• _Task to complete_:
Convert the records below into a Markdown table with the columns Row and Line, giving each line its own numbered row and skipping any blank lines. Leave the pictures out of the table.

• _Supplied records_:
----
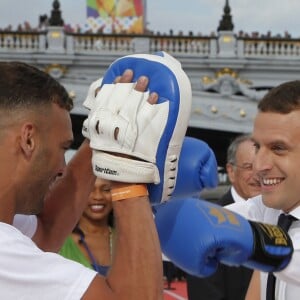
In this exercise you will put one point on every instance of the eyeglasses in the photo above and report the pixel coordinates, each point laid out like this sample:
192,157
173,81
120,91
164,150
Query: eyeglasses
246,166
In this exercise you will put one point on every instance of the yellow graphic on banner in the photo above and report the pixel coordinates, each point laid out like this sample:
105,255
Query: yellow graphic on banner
115,16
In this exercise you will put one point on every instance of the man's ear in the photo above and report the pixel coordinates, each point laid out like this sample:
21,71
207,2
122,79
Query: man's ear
230,172
28,139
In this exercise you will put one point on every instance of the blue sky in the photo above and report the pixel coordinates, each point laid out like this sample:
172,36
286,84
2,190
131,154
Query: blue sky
162,15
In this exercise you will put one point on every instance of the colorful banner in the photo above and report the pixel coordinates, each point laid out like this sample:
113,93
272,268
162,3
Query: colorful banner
115,16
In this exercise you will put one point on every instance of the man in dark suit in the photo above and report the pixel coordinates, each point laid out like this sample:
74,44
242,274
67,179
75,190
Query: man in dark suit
230,283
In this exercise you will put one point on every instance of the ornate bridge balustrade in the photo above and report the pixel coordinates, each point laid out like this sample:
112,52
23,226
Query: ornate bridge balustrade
200,46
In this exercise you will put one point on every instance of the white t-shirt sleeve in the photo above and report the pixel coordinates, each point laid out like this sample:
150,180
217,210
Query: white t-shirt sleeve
27,224
27,272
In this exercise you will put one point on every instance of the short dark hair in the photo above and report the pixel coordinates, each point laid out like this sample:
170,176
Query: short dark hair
282,99
25,86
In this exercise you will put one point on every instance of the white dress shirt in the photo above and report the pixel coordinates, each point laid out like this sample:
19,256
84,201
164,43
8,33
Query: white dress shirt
288,280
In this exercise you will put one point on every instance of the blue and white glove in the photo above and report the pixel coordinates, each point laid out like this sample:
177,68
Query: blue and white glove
198,235
197,169
149,135
89,103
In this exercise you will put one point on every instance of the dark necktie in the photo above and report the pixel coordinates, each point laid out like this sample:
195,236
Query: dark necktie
285,222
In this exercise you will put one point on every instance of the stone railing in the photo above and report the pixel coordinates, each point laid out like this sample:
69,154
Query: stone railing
22,41
288,48
198,46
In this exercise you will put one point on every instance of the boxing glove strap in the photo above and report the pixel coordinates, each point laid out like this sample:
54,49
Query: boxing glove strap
273,247
129,191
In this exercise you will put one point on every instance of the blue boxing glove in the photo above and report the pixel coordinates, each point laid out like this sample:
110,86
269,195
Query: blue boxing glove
197,168
197,235
149,137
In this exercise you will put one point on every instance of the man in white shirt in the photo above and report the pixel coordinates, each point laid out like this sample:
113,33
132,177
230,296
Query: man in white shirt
276,137
231,282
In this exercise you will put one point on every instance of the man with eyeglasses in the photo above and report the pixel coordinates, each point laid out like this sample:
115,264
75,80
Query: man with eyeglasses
231,283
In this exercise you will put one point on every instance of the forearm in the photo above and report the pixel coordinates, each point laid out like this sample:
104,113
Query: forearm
253,292
64,205
137,266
----
• _Correct result_:
| Row | Line |
|---|---|
| 1 | In this exercise you will put one point on every instance of the eyeglasses in the photo above and report the pixel coordinates, each point laid out like this sample: |
| 2 | 192,157 |
| 3 | 173,81 |
| 4 | 120,91 |
| 5 | 164,150 |
| 6 | Query: eyeglasses |
| 7 | 246,166 |
| 8 | In this exercise you will put one point on every instance of the yellow graphic on banner in the photo above and report the pixel coordinates, each point laid out like this sample: |
| 9 | 105,255 |
| 10 | Query: yellow graphic on banner |
| 11 | 115,16 |
| 12 | In this exercise you will put one point on every instance of the man's ear in the photo above and report the pixel coordinates, each point laid out like this sample: |
| 13 | 21,71 |
| 14 | 207,2 |
| 15 | 122,79 |
| 16 | Query: man's ear |
| 17 | 230,172 |
| 18 | 28,139 |
| 19 | In this exercise you will put one point on every instance of the blue sky in the photo above and report the pixel coordinates, each point laid out like this sample: |
| 20 | 172,36 |
| 21 | 286,84 |
| 22 | 2,190 |
| 23 | 131,154 |
| 24 | Query: blue sky |
| 25 | 162,15 |
| 26 | In this exercise you will put one point on every instance of the colorful banner in the photo above and report the pixel coordinates, each point laid out like this sample: |
| 27 | 113,93 |
| 28 | 272,268 |
| 29 | 162,3 |
| 30 | Query: colorful banner |
| 31 | 115,16 |
| 32 | In this exercise you will put one point on every instance of the man in dark suit in the photo above and report the pixel coordinates, each point laid out like this sample: |
| 33 | 74,44 |
| 34 | 242,274 |
| 35 | 67,179 |
| 36 | 75,190 |
| 37 | Query: man in dark suit |
| 38 | 230,283 |
| 39 | In this exercise you will put one point on every instance of the ornate bridge balustrade in the photo above and report the pixel coordinates, each point laid out like this sample: |
| 40 | 112,52 |
| 41 | 23,226 |
| 42 | Query: ornate bridge balustrade |
| 43 | 200,46 |
| 44 | In this exercise you will put one point on every instance of the white t-shirt sleeve in the photo above and report the pixel coordinates, each point laid out like this sample: |
| 45 | 150,180 |
| 46 | 217,210 |
| 47 | Query: white t-shirt sleeve |
| 48 | 27,224 |
| 49 | 27,272 |
| 50 | In this exercise you will put one point on every instance of the short dark hair in the photo above and report the pixel coordinates, each point laid out like this sample: |
| 51 | 170,176 |
| 52 | Query: short dark hair |
| 53 | 282,99 |
| 54 | 25,86 |
| 55 | In this exercise you will put one point on every instance of the white dress shirt in the photo above and report the pixel coordinates, each point laid out like this sample: |
| 56 | 19,256 |
| 57 | 84,201 |
| 58 | 164,43 |
| 59 | 8,33 |
| 60 | Query: white dress shirt |
| 61 | 288,280 |
| 62 | In this exercise you will put one point on every instance of the blue and white glove in the photo above and report the pixel coordinates, each point laid out like this sample: |
| 63 | 177,68 |
| 64 | Query: blue and white glove |
| 65 | 198,235 |
| 66 | 197,169 |
| 67 | 149,135 |
| 68 | 89,103 |
| 69 | In this exercise you will put one point on every instance of the dark necktie in the photo above and report the pixel coordinates, each point laid out like this sample: |
| 70 | 195,236 |
| 71 | Query: dark necktie |
| 72 | 285,222 |
| 73 | In this exercise you will put one point on every instance of the stone railing in the photo above and report the pixel coordinates, each point laid out like this sample: |
| 74 | 69,154 |
| 75 | Query: stone railing |
| 76 | 22,41 |
| 77 | 288,48 |
| 78 | 198,46 |
| 79 | In this exercise you will put one point on every instance of the boxing glove strap in the photo above and report the pixel coordinates, each point laid out like this sample: |
| 80 | 54,49 |
| 81 | Query: boxing glove strap |
| 82 | 273,247 |
| 83 | 129,191 |
| 84 | In this exercise you will put one point on every instance of the blue boxing glove in the photo above and report the pixel coordinates, each point laid out like this sample: |
| 85 | 110,86 |
| 86 | 269,195 |
| 87 | Query: blue boxing glove |
| 88 | 197,168 |
| 89 | 197,235 |
| 90 | 149,137 |
| 91 | In this exercise you will put one point on every instance of the man in white shirt in the photo above and report the pixel coordinates, each point laid out like this sample: |
| 92 | 113,33 |
| 93 | 132,177 |
| 94 | 230,296 |
| 95 | Query: man in white shirt |
| 96 | 276,137 |
| 97 | 231,282 |
| 98 | In this exercise you will put one point on every instance of the man with eyeglasses in the photo above and report the pixel coordinates, each point laid out like this sample: |
| 99 | 115,264 |
| 100 | 75,80 |
| 101 | Query: man with eyeglasses |
| 102 | 231,283 |
| 103 | In this exercise you will put one point on every instance of the forearm in the photo above and report the pixel coordinates, each point laid out like this sample: |
| 104 | 104,113 |
| 105 | Query: forearm |
| 106 | 253,292 |
| 107 | 64,205 |
| 108 | 137,266 |